QUOTED PASSAGE:
17. TV On the Radio – Wolf Like Me

As is evidence on the new, not-as-great Nine Types of Light, this group’s darker days might be behind them, but let us reflect on TV On the Radio’s best track, and perhaps their darkest. And that’s not a coincidence; when the Brooklyn crew builds to a creepy crescendo so infectious you can’t help but dance to words you don’t fully understand other than that crazy hook (“God I like it”), well, that wasn’t an accident.

16. Outkast – B.O.B.

As I mentioned earlier this week, and as Pitchfork pointed out in their list of best-ofs for this past decade, this song unintentionally became somewhat of a theme song for the past ten years. Of course, upon its release, we were not incorrectly invading Iraq, nor were we engaged in the War on Terror, nor were we in any sort of financial chaos and economic meltdown. Yet the song’s chaotic vibe, and its sheer staying power due to being completely awesome, made “Bombs Over Baghdad” fit very well with the exacerbation of the 2000s.

15. The New Pornographers – All For Swinging You Around

High school is a weird time, but I was probably the weirdest in my small town, who opted to stay at home and watch MTV’s Subterranean rather than go out to a countryside kegger that would inevitably be busted by the local sheriff. That was the night when I discovered the New Pornographers and this upbeat, incredibly catchy song, accompanied by the coolest video featuring jump roping I’ve ever seen.

WORK TASK 1: Please write out the part of the song list that opens with the words containing "16. Outkast –" and closes with "of the 2000s.", switching "Pitchfork" to "Spin".
WORK TASK 2:
Answer these questions from the song list:
(a) Which city is TV On the Radio's crew from?
(b) What longer title does the song list give for the Outkast track "B.O.B."?
(c) Which MTV program was the writer watching when discovering the New Pornographers?

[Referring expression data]
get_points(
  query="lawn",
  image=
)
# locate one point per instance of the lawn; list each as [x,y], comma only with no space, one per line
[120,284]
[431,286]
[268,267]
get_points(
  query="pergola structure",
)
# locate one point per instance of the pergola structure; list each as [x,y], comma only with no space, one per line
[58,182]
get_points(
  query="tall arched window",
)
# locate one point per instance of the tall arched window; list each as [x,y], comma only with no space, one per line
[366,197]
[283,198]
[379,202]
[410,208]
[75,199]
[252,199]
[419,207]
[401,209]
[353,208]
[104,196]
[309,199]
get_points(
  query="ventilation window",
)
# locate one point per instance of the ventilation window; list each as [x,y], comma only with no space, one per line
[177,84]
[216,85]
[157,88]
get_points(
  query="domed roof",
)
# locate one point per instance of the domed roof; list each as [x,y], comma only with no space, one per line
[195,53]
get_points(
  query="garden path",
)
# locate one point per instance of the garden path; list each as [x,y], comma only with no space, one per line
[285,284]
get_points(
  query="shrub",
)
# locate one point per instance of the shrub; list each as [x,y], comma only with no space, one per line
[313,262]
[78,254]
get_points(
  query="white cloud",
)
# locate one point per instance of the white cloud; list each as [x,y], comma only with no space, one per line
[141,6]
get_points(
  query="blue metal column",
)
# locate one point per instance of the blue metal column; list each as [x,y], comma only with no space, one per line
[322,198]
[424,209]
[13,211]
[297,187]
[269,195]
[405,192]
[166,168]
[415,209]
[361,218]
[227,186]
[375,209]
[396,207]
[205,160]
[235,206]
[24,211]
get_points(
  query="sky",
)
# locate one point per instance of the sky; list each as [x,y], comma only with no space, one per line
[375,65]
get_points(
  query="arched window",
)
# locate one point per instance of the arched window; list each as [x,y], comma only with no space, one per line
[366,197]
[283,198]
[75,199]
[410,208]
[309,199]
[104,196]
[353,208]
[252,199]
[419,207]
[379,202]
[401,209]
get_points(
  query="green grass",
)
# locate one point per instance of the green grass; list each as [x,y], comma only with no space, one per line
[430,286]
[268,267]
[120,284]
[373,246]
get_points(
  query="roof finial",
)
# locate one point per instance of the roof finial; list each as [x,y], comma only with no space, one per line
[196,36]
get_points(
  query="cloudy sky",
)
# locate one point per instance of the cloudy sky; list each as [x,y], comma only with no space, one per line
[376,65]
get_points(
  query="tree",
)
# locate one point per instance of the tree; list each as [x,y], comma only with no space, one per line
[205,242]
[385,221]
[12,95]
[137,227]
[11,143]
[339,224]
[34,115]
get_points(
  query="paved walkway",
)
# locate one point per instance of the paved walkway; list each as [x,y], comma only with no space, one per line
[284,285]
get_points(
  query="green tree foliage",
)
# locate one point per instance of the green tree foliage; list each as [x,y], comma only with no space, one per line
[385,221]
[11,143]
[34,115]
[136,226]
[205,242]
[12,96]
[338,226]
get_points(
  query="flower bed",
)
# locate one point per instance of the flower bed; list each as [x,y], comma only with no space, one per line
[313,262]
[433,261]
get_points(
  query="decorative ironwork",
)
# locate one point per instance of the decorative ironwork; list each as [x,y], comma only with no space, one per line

TASK RESULT 1:
16. Outkast – B.O.B.

As I mentioned earlier this week, and as Spin pointed out in their list of best-ofs for this past decade, this song unintentionally became somewhat of a theme song for the past ten years. Of course, upon its release, we were not incorrectly invading Iraq, nor were we engaged in the War on Terror, nor were we in any sort of financial chaos and economic meltdown. Yet the song’s chaotic vibe, and its sheer staying power due to being completely awesome, made “Bombs Over Baghdad” fit very well with the exacerbation of the 2000s.

TASK RESULT 2:
(a) Brooklyn
(b) "Bombs Over Baghdad"
(c) Subterranean